Text extract

-- BEGIN --

NEWS

This file describes changes in recent versions of Slurm. It primarily
documents those changes that are of interest to users and admins.

* Changes in Slurm 14.11.0pre2
==============================
 -- Added AllowSpecResourcesUsage configuration parameter in slurm.conf. This
    allows jobs to use specialized resources on nodes allocated to them if the
    job designates --core-spec=0.
 -- Add new SchedulerParameters option of build_queue_timeout to throttle how
    much time can be consumed building the job queue for scheduling.
 -- Added HealthCheckNodeState option of "cycle" to cycle through the compute
    nodes over the course of HealthCheckInterval rather than running all at
    the same time.
 -- Add job "reboot" option for Linux clusters. This invokes the configured
    RebootProgram to reboot nodes allocated to a job before it begins execution.
 -- Added squeue -O/--Format option that makes all job and step fields available
    for printing.
 -- Improve database slurmctld entry speed dramatically.
 -- Add "CPUs" count to output of "scontrol show step".
 -- Add support for lua5.2
 -- scancel -b signals only the batch step neither any other step nor any
    children of the shell script.
 -- MySQL - enforce NO_ENGINE_SUBSTITUTION
 -- Added CpuFreqDef configuration parameter in slurm.conf to specify the
    default CPU frequency and governor to be set at job end.
 -- Added support for job email triggers: TIME_LIMIT, TIME_LIMIT_90 (reached
    90% of time limit), TIME_LIMIT_80 (reached 80% of time limit). Applies to
    salloc, sbatch and srun commands.

-- END --

What to do
Echo the passage of the Slurm changelog from "-- Improve database" up to and including "the shell script.". The entries that follow are separate material and have no connection to the Slurm changelog.

Data rows
-- BEGIN --

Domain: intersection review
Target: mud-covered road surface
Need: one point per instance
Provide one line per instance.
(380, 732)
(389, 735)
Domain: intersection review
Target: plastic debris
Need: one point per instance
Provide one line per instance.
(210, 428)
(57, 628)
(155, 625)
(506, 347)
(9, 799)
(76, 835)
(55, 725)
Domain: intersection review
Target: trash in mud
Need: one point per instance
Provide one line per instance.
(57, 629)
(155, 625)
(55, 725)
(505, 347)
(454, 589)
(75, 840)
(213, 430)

-- END --

Result of the task
-- Improve database slurmctld entry speed dramatically.
 -- Add "CPUs" count to output of "scontrol show step".
 -- Add support for lua5.2
 -- scancel -b signals only the batch step neither any other step nor any
    children of the shell script.